_Task goal_
Would you please restate the data exactly as it stands, apart from the pictures?

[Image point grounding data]
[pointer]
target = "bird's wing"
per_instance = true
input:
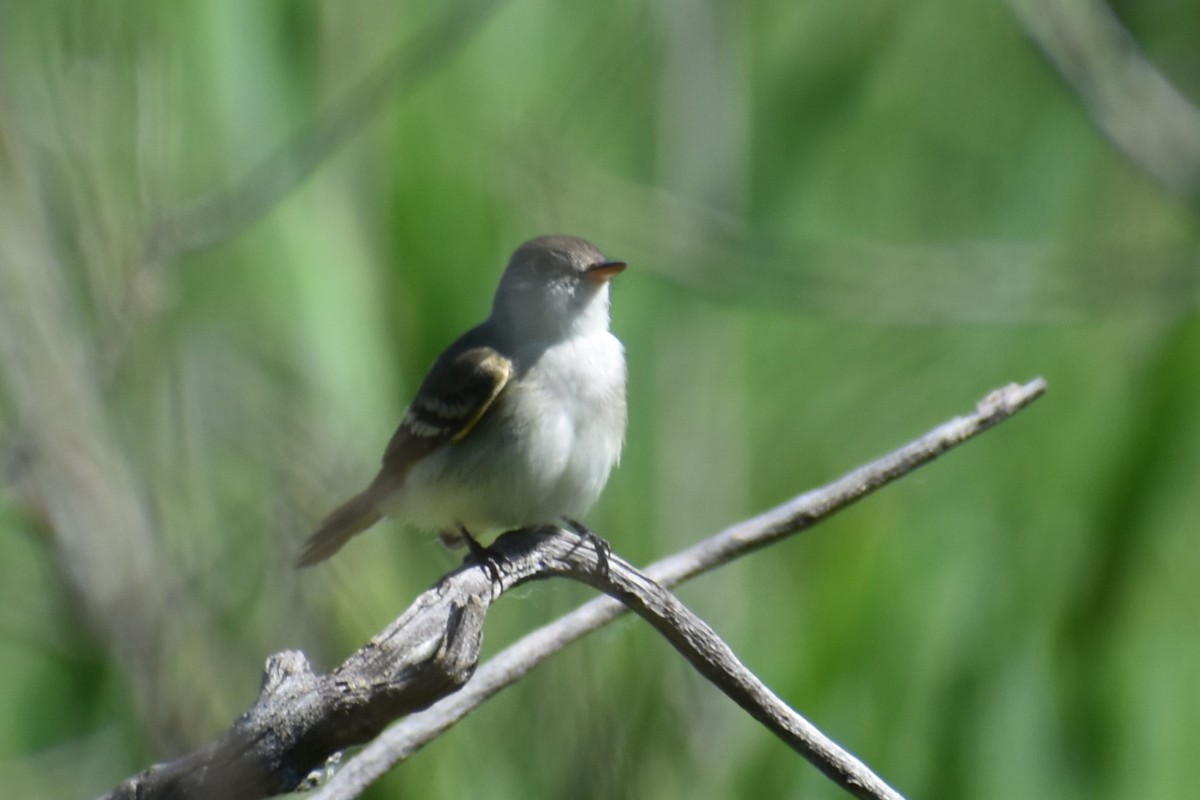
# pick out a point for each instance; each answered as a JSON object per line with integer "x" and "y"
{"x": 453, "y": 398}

_Output of the task_
[pointer]
target = "bird's wing"
per_instance = true
input:
# pick out a point for each instance; each answered as a JSON object per line with integer "x" and "y"
{"x": 453, "y": 398}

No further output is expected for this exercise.